**Goal of the exercise:** Gather every line in the material below that contains the string "cloud", and copy each line in full.

Dataset excerpt
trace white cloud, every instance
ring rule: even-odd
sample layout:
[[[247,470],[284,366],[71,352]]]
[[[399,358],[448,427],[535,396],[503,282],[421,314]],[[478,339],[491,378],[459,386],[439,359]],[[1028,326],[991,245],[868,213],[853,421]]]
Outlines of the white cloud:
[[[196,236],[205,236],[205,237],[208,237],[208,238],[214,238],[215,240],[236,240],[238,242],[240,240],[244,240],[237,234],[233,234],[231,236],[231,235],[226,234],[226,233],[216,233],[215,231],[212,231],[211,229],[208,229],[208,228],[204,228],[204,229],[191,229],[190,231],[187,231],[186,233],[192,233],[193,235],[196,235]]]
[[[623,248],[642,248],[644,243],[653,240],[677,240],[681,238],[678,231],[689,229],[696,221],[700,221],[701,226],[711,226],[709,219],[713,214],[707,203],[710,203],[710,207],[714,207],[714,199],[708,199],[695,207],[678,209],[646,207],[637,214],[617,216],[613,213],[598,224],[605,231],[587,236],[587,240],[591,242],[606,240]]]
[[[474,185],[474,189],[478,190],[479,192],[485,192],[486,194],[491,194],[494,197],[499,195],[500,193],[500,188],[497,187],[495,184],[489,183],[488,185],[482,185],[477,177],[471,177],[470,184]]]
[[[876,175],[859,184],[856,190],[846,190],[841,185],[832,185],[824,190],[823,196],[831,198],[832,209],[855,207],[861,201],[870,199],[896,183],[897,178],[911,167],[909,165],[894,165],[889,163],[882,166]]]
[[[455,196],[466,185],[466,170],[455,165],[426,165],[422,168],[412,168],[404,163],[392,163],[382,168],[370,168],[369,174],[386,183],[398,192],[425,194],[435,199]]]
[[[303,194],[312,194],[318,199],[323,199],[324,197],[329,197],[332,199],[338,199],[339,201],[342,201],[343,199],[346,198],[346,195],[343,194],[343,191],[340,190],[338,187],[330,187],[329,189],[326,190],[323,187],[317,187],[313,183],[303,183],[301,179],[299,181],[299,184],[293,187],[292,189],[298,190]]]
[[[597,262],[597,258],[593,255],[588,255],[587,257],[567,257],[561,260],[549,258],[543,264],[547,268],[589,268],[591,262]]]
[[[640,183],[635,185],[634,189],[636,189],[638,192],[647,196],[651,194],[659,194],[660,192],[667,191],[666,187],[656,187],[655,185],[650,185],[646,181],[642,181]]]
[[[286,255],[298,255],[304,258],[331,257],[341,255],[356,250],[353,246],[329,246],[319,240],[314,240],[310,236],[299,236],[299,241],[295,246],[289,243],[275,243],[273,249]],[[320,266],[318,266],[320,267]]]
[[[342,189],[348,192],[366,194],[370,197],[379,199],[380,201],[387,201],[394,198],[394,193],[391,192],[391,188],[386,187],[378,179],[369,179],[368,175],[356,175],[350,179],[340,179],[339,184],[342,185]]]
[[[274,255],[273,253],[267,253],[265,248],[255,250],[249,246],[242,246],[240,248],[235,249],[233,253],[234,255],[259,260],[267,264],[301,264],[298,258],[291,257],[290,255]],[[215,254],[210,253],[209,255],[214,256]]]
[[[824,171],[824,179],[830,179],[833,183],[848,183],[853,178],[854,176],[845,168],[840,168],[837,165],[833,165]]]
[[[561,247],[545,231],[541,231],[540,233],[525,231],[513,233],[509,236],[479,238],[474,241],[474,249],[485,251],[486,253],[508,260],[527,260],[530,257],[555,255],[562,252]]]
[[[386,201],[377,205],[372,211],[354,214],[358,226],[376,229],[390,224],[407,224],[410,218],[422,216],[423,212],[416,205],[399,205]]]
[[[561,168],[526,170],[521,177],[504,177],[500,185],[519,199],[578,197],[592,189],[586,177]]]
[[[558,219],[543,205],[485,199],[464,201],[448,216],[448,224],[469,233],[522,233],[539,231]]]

**Result of the exercise:**
trace white cloud, every instance
Outlines of the white cloud:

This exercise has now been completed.